PROBLEM TO WORK ON.
Format the lines below as a numbered list, leaving out any blank lines.

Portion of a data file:
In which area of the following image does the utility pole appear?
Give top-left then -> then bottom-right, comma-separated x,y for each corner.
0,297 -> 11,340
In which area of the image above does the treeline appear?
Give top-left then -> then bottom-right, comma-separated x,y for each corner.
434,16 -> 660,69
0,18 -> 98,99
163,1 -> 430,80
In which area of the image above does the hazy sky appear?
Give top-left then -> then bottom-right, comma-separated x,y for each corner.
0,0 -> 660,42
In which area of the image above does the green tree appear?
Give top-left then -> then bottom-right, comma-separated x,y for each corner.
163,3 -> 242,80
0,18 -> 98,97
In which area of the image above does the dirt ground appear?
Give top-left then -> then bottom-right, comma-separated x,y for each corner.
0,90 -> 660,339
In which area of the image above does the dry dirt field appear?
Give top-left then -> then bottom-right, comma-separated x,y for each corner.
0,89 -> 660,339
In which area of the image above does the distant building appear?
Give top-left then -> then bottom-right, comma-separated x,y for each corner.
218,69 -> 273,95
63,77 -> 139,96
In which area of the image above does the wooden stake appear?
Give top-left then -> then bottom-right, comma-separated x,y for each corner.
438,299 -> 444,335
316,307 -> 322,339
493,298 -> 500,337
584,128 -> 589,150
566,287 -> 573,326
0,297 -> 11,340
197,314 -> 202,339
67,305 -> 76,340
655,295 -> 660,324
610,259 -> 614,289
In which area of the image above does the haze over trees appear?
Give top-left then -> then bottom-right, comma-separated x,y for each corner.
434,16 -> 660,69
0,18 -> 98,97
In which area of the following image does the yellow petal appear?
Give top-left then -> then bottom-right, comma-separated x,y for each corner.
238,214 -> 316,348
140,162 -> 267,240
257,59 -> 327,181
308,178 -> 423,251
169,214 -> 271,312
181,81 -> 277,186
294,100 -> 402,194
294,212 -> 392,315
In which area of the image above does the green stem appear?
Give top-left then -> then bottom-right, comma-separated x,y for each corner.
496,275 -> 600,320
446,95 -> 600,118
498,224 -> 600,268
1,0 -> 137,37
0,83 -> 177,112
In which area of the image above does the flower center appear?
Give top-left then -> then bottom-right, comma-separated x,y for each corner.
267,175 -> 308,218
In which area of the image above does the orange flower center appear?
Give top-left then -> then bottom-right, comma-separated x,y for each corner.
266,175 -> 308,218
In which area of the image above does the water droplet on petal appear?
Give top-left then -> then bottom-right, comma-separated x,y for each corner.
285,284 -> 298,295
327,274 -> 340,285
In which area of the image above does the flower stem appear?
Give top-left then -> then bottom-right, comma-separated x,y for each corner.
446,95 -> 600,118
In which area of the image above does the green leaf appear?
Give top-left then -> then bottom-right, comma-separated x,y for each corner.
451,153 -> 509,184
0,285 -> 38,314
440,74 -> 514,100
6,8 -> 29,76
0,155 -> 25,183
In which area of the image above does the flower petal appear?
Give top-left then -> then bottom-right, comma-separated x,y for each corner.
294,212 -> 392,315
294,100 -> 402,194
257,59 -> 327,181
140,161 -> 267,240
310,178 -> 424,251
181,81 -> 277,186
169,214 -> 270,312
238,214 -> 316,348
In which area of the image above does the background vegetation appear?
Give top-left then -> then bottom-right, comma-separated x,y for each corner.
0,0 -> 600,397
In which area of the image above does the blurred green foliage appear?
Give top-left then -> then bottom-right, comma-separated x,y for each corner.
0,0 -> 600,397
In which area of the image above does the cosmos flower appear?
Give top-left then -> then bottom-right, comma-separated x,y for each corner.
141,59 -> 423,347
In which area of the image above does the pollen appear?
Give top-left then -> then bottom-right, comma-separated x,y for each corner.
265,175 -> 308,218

ANSWER.
1. In which area of the following image does the utility pole appear?
2. Give top-left then -> then bottom-right, comma-separated x,y for each corner.
3. 0,297 -> 11,340
4. In which area of the image above does the treeline appear?
5. Give top-left then -> then bottom-right, comma-separated x,y for each corner.
6. 434,16 -> 660,69
7. 0,18 -> 98,99
8. 163,1 -> 430,80
9. In which area of the image above does the hazy sky appear?
10. Give top-left then -> then bottom-right, comma-separated x,y for each corner.
11. 0,0 -> 660,42
12. In which area of the image above does the green tree appear?
13. Give top-left then -> then bottom-right, comma-separated x,y for each corner.
14. 163,3 -> 242,80
15. 0,18 -> 98,97
16. In which area of the image above does the dirt ground appear?
17. Give top-left then -> then bottom-right, comma-separated x,y for each corner.
18. 0,90 -> 660,339
19. In which area of the image above does the dry dirt field appear?
20. Give top-left then -> then bottom-right, comma-separated x,y for each corner.
21. 0,89 -> 660,339
22. In which area of the image above does the distant building appear?
23. Give top-left then -> then bottom-right, comma-separated x,y for each corner.
24. 218,69 -> 273,95
25. 63,77 -> 139,96
26. In which area of the image above does the wooden stake appear?
27. Give top-left then -> then bottom-right, comma-separated x,y for each corner.
28. 438,299 -> 444,335
29. 316,307 -> 322,339
30. 493,298 -> 500,337
31. 584,128 -> 589,150
32. 566,287 -> 573,326
33. 0,297 -> 11,340
34. 197,314 -> 202,339
35. 67,305 -> 76,340
36. 655,295 -> 660,324
37. 610,259 -> 614,289
38. In which area of the image above does the haze over trees appear?
39. Give top-left then -> then bottom-right, comma-separated x,y for each corner.
40. 434,16 -> 660,69
41. 0,18 -> 98,97
42. In which area of the following image does the yellow petal appear?
43. Give top-left then -> then bottom-right, comma-separated x,y for each corner.
44. 238,214 -> 316,348
45. 140,162 -> 267,240
46. 257,59 -> 327,181
47. 308,178 -> 423,251
48. 169,214 -> 271,312
49. 181,81 -> 277,186
50. 294,100 -> 402,194
51. 294,212 -> 392,315
52. In which area of the image above does the green stem appear?
53. Give top-left then -> then bottom-right, comma-separated x,y for each corner.
54. 496,275 -> 600,320
55. 446,95 -> 600,118
56. 498,224 -> 600,268
57. 1,0 -> 137,37
58. 0,83 -> 177,112
59. In which area of the image above does the flower center appear?
60. Give top-left then -> then bottom-right, comma-separated x,y for each corner.
61. 267,175 -> 308,218
62. In which area of the image above does the orange flower center appear?
63. Give top-left then -> then bottom-right, comma-separated x,y for each corner.
64. 266,175 -> 308,218
65. In which area of the image above does the water droplet on petal appear?
66. Give top-left then -> then bottom-right, comma-separated x,y for each corner.
67. 285,284 -> 298,295
68. 327,274 -> 340,285
69. In which area of the image above does the flower stem appear?
70. Give top-left then -> then bottom-right, comma-separated x,y for each corner.
71. 446,95 -> 600,118
72. In which area of the image above does the green leaf appear?
73. Give top-left then -> then bottom-right, comma-separated x,y for each corner.
74. 451,153 -> 509,184
75. 0,285 -> 38,314
76. 440,74 -> 514,100
77. 6,8 -> 29,76
78. 0,155 -> 25,183
79. In which area of the image above does the flower petal appear?
80. Give top-left then -> then bottom-right, comma-separated x,y for each corner.
81. 294,212 -> 392,315
82. 294,100 -> 402,194
83. 257,59 -> 327,181
84. 140,161 -> 267,240
85. 310,178 -> 424,251
86. 181,81 -> 277,186
87. 169,214 -> 270,312
88. 238,214 -> 316,348
89. In which area of the image above does the background vegetation appear?
90. Give top-left then -> then bottom-right, comma-separated x,y for each corner.
91. 0,0 -> 600,397
92. In which area of the image above does the blurred green foliage appear?
93. Give top-left then -> then bottom-right, comma-separated x,y for each corner.
94. 0,0 -> 600,397
95. In which area of the image above does the cosmos flower appear?
96. Give top-left then -> then bottom-right, comma-separated x,y for each corner.
97. 141,59 -> 423,347
98. In which area of the image above does the pollen appear?
99. Give top-left then -> then bottom-right, comma-separated x,y for each corner.
100. 265,175 -> 308,218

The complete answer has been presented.